====== Passage provided ======
The Highs and Lows of Lung Cancer Screening
All eligible patients should have access to lung cancer screening.
Screening studies are among the most important services radiologists provide. Our ability to deliver these services requires scientific evidence that demonstrates improved outcomes.
But once the science matures, the next step is to ensure its financial viability. If physicians and facilities are not properly compensated for screening services, investment and expanded access will not occur.
The ACR Commission on Economics is committed to safeguarding compensation, but the path to reach this goal is often fraught with detours and roadblocks that must be overcome. In the December issue, I wrote about the ACR Commission on Economics' efforts to protect mammography services. In this month's column, I expand that discussion to include lung cancer screening.
The scientific literature supporting lung cancer screening utilizing low-dose CT (LDCT) has evolved for years, culminating in 2013 when the USPSTF recommended a grade B, justifying annual screening. A positive national coverage followed in early 2015, meaning Medicare would pay for the service. Despite these successes, challenges remain in 2017 relating to payment amounts and beneficiary access.
====== Input data ======
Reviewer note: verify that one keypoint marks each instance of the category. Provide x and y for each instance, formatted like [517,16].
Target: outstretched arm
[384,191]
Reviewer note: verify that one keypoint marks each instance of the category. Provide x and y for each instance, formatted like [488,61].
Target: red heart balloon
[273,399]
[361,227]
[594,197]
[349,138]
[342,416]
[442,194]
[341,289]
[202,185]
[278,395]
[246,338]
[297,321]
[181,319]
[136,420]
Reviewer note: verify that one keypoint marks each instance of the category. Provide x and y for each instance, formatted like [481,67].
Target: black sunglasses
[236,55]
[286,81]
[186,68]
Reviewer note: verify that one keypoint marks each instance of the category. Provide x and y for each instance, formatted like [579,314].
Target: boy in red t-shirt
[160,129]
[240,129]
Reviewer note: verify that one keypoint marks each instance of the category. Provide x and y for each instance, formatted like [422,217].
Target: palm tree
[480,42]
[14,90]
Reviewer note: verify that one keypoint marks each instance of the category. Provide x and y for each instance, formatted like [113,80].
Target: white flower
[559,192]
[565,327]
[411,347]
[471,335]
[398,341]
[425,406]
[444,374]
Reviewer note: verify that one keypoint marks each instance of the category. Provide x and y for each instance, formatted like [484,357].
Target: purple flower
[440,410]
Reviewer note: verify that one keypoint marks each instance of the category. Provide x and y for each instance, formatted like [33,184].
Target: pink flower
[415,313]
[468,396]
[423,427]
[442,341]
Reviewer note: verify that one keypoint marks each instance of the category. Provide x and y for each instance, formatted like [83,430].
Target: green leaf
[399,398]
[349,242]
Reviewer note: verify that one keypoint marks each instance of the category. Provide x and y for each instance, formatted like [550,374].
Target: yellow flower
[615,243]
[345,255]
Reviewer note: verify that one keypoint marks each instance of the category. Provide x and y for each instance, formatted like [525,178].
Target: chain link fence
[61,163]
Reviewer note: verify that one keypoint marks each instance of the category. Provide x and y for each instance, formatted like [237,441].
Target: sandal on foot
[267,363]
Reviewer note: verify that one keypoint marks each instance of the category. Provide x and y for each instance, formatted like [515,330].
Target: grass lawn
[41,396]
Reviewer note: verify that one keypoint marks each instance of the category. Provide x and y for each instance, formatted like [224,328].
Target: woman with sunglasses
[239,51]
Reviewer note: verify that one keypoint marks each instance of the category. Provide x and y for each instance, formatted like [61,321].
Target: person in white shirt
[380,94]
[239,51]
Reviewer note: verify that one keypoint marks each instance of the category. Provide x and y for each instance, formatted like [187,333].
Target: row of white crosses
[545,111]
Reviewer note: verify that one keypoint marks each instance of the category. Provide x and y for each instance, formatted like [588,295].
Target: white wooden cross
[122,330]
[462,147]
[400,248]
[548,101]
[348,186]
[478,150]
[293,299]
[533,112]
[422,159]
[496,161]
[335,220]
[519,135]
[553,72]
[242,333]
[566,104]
======
What you need to do:
Continue the passage on lung cancer screening, beginning after its final sentence.

Answer section:
Payment for LDCT is reported by the following codes: G0296 (shared decision-making visit) and G0297 (the LDCT itself). However, payment for LDCT is too low for several reasons. The physician work (professional component, or PC) payment is the same payment amount as the diagnostic non-contrast chest CT (CPT code 71250). The value for 71250 is already inappropriately low due to CMS applying the single lowest Relative Value Scale Update Committee survey data point to determine its value in 2009. Moreover, this PC payment ignores the extra activities related to LDCT, including registry participation and the use of Lung-RADS™ in reporting. The practice expense (technical component) is also too low, particularly in the hospital outpatient setting, where services are paid through the Hospital Outpatient Prospective Payment System (HOPPS).
For 2017, CMS assigned LDCT to an ambulatory payment classification (APC) that pays around $60, despite ACR recommendations for a higher assignment. In fact, this payment is lower than the shared decision-making visit and the non-contrast chest. This assignment was based on only 40 billing claims made in 2015. This may relate to facilities holding claims for the first coverage year while waiting for CMS guidance on coding and claims submission.
What is the ACR doing to correct this payment shortfall? Much of our effort is focused on the HOPPS ambulatory payment category assignment, and we are encouraging facilities to properly report their costs (i.e., hospital cost reporting) for LDCT so future payment amounts do not suffer. Recall that the HOPPS is a prospective payment system, so costs reported this year will be applied in determining future payment. Proper reporting is a proactive step to take, and all our facilities can contribute. At the same time, we will stress to CMS HOPPS officials that clinical homogeneity across APCs is relevant, so increasing the APC assignment for LDCT is warranted.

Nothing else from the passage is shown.